• [What is asked] Write out every line in the part below that opens with the line containing "Would you mind picking out the house" and closes with the line containing "<point>1208,315</point>", shifting each coordinate in the answers up by 37.

[Pointing and labeling entries]
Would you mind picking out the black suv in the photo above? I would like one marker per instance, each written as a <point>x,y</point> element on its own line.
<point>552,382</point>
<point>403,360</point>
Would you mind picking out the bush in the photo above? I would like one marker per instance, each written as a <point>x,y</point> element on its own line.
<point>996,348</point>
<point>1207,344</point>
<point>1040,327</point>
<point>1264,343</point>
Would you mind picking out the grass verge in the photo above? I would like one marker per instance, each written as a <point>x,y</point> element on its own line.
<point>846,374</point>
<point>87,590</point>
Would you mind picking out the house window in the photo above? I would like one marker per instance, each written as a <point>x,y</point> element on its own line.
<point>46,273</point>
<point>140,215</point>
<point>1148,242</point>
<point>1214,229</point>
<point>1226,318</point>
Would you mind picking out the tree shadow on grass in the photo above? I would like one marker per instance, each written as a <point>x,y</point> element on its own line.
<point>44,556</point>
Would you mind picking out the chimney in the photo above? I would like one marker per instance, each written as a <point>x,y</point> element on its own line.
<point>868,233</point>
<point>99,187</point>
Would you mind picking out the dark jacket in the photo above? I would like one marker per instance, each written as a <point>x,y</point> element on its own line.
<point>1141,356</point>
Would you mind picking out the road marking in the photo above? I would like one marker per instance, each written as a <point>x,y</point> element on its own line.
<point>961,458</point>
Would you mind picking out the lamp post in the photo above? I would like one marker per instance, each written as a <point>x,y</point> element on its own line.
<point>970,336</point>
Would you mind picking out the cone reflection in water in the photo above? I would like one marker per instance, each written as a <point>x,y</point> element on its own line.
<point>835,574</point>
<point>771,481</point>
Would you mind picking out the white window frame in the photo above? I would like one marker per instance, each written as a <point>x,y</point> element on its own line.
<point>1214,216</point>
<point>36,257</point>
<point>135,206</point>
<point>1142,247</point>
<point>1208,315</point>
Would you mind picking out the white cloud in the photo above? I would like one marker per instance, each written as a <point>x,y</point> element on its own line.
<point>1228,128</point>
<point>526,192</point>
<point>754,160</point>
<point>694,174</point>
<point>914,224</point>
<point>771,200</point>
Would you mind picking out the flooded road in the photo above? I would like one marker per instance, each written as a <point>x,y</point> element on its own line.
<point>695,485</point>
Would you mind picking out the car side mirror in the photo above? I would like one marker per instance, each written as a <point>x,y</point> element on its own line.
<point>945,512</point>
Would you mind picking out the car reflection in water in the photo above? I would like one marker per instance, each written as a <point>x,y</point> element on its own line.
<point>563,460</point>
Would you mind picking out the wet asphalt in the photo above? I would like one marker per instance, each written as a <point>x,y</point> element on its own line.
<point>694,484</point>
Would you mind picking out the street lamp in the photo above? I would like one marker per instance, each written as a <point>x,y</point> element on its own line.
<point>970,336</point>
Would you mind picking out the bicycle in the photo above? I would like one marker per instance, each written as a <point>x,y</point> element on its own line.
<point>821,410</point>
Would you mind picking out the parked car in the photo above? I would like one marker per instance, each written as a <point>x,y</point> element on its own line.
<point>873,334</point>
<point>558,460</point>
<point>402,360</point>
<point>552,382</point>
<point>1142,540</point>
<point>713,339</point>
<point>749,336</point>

• [Reply]
Would you mind picking out the house window in the photo above? I would like one marker per instance, each written as a <point>x,y</point> element on its own line.
<point>83,310</point>
<point>177,252</point>
<point>1185,279</point>
<point>1251,266</point>
<point>1263,355</point>
Would you mind picking out the tree shadow on grass in the photo above? I would like one marker per instance, each written as a <point>x,y</point> element on its own line.
<point>81,593</point>
Would you mind picking out the chimney in the photo above? I would like one marker per instance, each written as a <point>x,y</point> element on its own line.
<point>905,270</point>
<point>136,224</point>
Would you mind picking out the dark jacket in the photo above? I would like one marker per instance, each written as a <point>x,y</point> element on its own line.
<point>1178,393</point>
Would you mind picking out the road marking in the photo above? I would like one marker per instance, each written as a <point>x,y</point> element on its own line.
<point>998,495</point>
Would you mind picking out the lamp post in the photo above? I would like one marker per instance, each written as a <point>x,y</point> element on its own line.
<point>1007,373</point>
Would you mind picking out the cone reflection in water in the photo above? I would like one marker per instance, each written as a <point>x,y</point> element on its own line.
<point>872,611</point>
<point>808,518</point>
Would you mind picking out the white window frame in the photo above? I would like one marker per instance, each written as a <point>x,y</point> element on its own line.
<point>1251,253</point>
<point>73,294</point>
<point>172,243</point>
<point>1179,284</point>
<point>1245,352</point>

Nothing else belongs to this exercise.